AIM =>
Reproduce every item that follows character for character, leaving out the pictures.

===

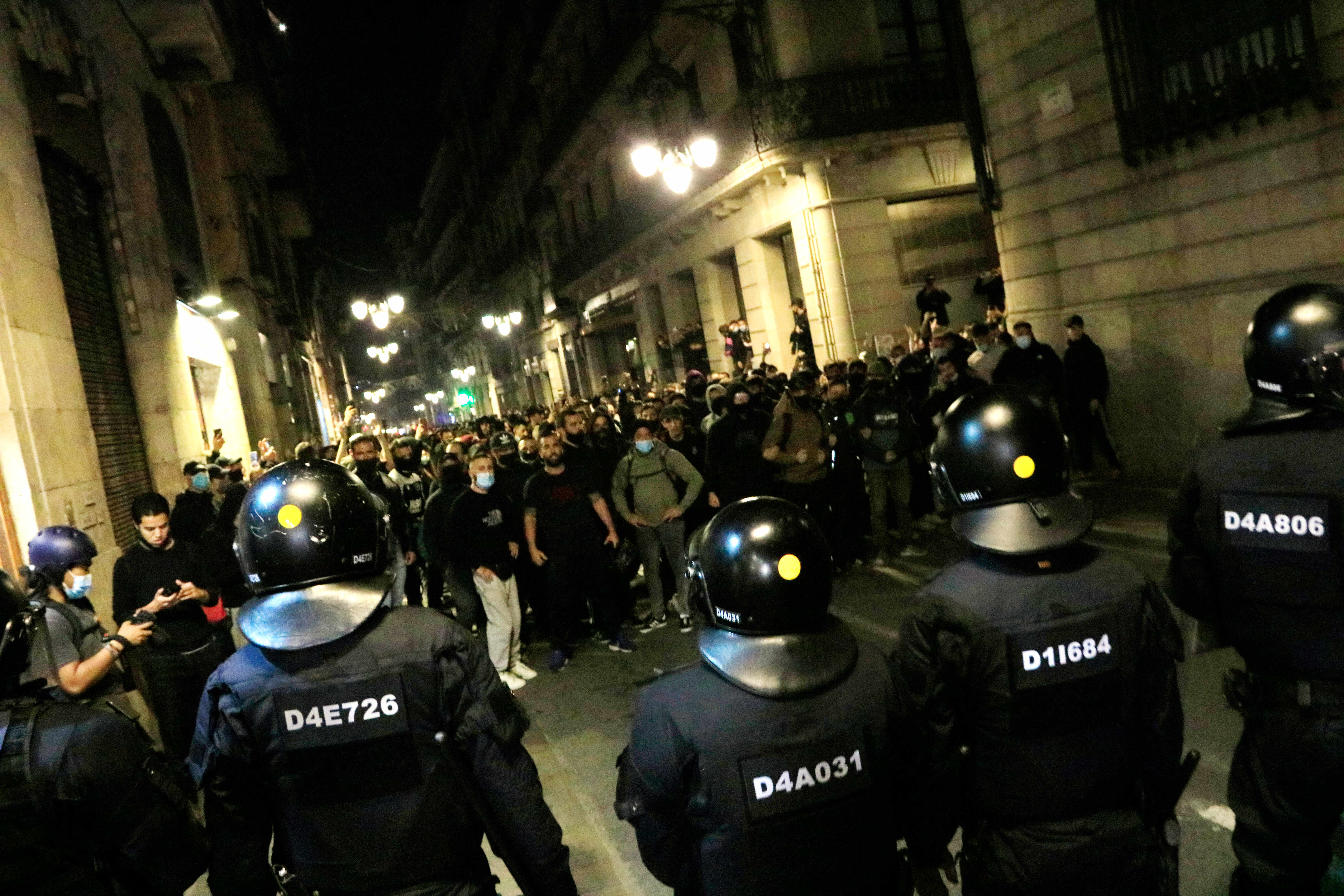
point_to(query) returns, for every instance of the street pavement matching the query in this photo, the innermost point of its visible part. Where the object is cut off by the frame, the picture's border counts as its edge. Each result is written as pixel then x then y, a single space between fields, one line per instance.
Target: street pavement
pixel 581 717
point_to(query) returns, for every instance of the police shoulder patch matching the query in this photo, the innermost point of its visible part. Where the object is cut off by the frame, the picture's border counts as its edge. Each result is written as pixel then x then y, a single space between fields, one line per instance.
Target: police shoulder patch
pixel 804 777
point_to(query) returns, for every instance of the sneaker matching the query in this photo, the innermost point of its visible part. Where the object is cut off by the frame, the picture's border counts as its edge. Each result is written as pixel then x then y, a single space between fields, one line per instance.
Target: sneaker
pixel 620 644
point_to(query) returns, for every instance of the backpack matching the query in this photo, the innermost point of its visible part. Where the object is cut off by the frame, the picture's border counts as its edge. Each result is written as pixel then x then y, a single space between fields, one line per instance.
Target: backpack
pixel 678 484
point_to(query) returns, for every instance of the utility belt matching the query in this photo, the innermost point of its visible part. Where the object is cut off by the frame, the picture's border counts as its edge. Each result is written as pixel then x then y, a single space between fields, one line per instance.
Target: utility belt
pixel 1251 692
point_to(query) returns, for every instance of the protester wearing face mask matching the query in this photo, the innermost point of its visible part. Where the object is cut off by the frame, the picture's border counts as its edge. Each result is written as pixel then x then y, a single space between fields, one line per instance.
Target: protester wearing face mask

===

TASK OUTPUT =>
point_to(query) returns, for every instance of the street pavement matching the query in this photo, the innermost point of its visible part. Where the object is cut off by the frame, the picture's border counts as its edge. Each result is written as pixel then x then y, a single space between fields, one line per instance.
Target: street pavement
pixel 581 717
point_to(query) returns, for every instance of the police shoulder patch matching the query in this photo, the innermost point of its visible part. Where the object is cut off by the frame, the picture's border counts as its edge. Each result is written as pixel then x then y, a single space between fields, one line per instance.
Target: police shoulder patch
pixel 804 777
point_to(query) returns, for every instance of the sneaker matching the query in this photo, the innermost point of its visible part. Where the object is cut off by the frame, the picture's border counts as its edge. Each result is written as pixel then x then y, a single space between fields, one line per instance.
Target: sneaker
pixel 620 644
point_to(query) returns, for every instance of the backpack matching the query in this photo, the innermost point of its visible part. Where the object is cut off by the frame, the picture's border counts as its edge. Each result is written as pixel then x then y, a single space between fields, one line per instance.
Target: backpack
pixel 678 484
point_to(query) returns, for every instance of the utility belt matching the query in this photo, the innermost point of its visible part. Where the object is cut off by the frame, the picture's border counts as its edge. Each result is written as pixel then x then y, a single space between fields, one line per instance.
Target: utility belt
pixel 1251 692
point_to(query) returns, for every instance of the protester wearing face mask matching the query in this photo, the innermost point of its visible part. Where the object is cut off by the frame, the picture's border counts as its edge. Each result is written as pixel then x then y, a single space between fields, one line per instance.
Target: protester wearing face mask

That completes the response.